In 2009 former MetLife (MET) CEO Bob Benmosche was called out of retirement, which he was enjoying at his sun-swept villa in Croatia, to head up troubled AIG. The giant insurance company had precipitated the financial crisis of 2008 and survived only because of an unprecedented $182 billion government bailout. Benmosche was the fifth CEO in as many years. At the time he took over, few believed taxpayers would ever get their money back.
In five years at the helm, Benmosche downsized AIG (AIG), returned it to profitability, and repaid the government, plus interest. But his tenure was a rocky one, characterized by conflicts with the U.S. Congress, his board, and his board chairman, former American Express (AXP) CEO Harvey Golub. Benmosche felt Golub got more involved in management decisions than he should have. Golub, for his part, complained Benmosche was making major strategic decisions without consulting the board.
Benmosche died from cancer on Feb. 27, 2015. In the last year of his life, he told the story of his career to Peter Marks and Valerie Hendy for his posthumous memoir, which will be published in April. What follows is an excerpt from that book.

(Collection entries)

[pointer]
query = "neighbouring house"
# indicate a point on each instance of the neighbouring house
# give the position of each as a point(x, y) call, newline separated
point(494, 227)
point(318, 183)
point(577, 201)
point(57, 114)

◆ PROBLEM A ◆
Extract the stretch of the Benmosche passage from "In five years" through "consulting the board.".
◆ PROBLEM B ◆
In the passage about Bob Benmosche and AIG, how large was the government bailout that kept AIG alive?
◆ PROBLEM C ◆
Carry on the passage about Bob Benmosche and AIG from its last sentence.
The items have no connection to the passage about Bob Benmosche and AIG.

◆ FINAL ANSWER A ◆
In five years at the helm, Benmosche downsized AIG (AIG), returned it to profitability, and repaid the government, plus interest. But his tenure was a rocky one, characterized by conflicts with the U.S. Congress, his board, and his board chairman, former American Express (AXP) CEO Harvey Golub. Benmosche felt Golub got more involved in management decisions than he should have. Golub, for his part, complained Benmosche was making major strategic decisions without consulting the board.

◆ FINAL ANSWER B ◆
$182 billion

◆ FINAL ANSWER C ◆
We have chosen this excerpt because it involves one of the hottest debates in corporate governance today. Should companies have a chairman of the board who is separate from the CEO? Many shareholder advocates argue yes. But a number of chief executives say the dual authority can lead to the kinds of conflicts that precipitated the following events.
Fortune reached out to Harvey Golub for his take on the events in the narrative that follows. He declined to comment.
It was July 14, 2010. Bastille Day. Weirdly apt for the board meeting to occur on a holiday celebrating liberation. Because one way or another, it was going to end in freedom for me. “Either he goes or I go” may be a cliché, but it perfectly suited this particular day at the office.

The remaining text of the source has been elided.